1947 – Nasce Um Estado Na Palestina.

 

Sessenta e quatro anos atrás, em Agosto de 1947, o Comitê Especial das Nações Unidas sobre a Palestina (UNSCOP) apresentou na Assembléia Geral um relatório surpreendente e inesperado, pedindo o fim do Mandato Britânico na Palestina e a divisão da maior parte do território em dois estados independentes, com o estado judeu ocupando a maior parte dessa terra. Com certeza, o que veio logo a seguir já é bem sabido por todos – a Assembléia Geral de 29 de novembro de 1947 votou a favor da divisão, e uma guerra irrompeu imediatamente. A decisão é vista no mundo árabe como “o grande crime”, e os líderes palestinos, incluindo o atual presidente da Autoridade Palestina, Mahmoud Abbas, considera isso como o pecado original que levou à catástrofe, a nakba, que se abateu sobre sua nação – um desastre que eles pedem, agora, à Assembléia Geral para reparar. O que não ficou muito entendido é como um comitê possivelmente pró-árabe, ou que no mínimo deveria ser neutro, chegou a emitir um relatório concluindo diretamente para o estabelecimento do Estado de Israel. O que aconteceu na viagem da referida Comissão para a Palestina, e porque as mentes de seus membros mudaram de uma forma que radicalmente alterou a história?

# [Sua tarefa]
Segundo o texto sobre o nascimento de um estado na Palestina, em que data a Assembleia Geral votou a favor da divisão do território?

# [Material apresentado]
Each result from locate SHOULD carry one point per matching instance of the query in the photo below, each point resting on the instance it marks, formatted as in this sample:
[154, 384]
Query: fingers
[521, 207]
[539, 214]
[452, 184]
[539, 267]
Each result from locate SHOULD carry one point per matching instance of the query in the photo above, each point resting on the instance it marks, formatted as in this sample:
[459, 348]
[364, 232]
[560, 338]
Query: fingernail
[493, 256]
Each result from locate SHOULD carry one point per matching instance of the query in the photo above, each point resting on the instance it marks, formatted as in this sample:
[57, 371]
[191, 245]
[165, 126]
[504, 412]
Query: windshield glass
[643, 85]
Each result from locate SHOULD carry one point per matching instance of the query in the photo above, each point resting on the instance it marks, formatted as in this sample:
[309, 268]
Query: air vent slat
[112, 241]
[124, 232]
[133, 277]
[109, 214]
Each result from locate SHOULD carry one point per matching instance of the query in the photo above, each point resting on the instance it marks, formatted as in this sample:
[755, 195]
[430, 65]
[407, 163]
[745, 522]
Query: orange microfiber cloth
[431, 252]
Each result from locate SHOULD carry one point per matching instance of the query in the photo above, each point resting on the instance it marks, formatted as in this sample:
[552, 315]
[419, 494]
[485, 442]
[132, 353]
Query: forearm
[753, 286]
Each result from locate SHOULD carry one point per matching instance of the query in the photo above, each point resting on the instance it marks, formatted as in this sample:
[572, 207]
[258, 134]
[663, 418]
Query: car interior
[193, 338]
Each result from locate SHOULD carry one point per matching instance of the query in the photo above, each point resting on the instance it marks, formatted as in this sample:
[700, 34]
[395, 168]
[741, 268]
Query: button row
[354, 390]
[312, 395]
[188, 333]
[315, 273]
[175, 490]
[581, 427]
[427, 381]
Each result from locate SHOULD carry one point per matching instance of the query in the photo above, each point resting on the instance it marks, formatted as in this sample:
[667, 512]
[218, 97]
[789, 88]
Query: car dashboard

# [Resultado do exercício]
Em 29 de novembro de 1947.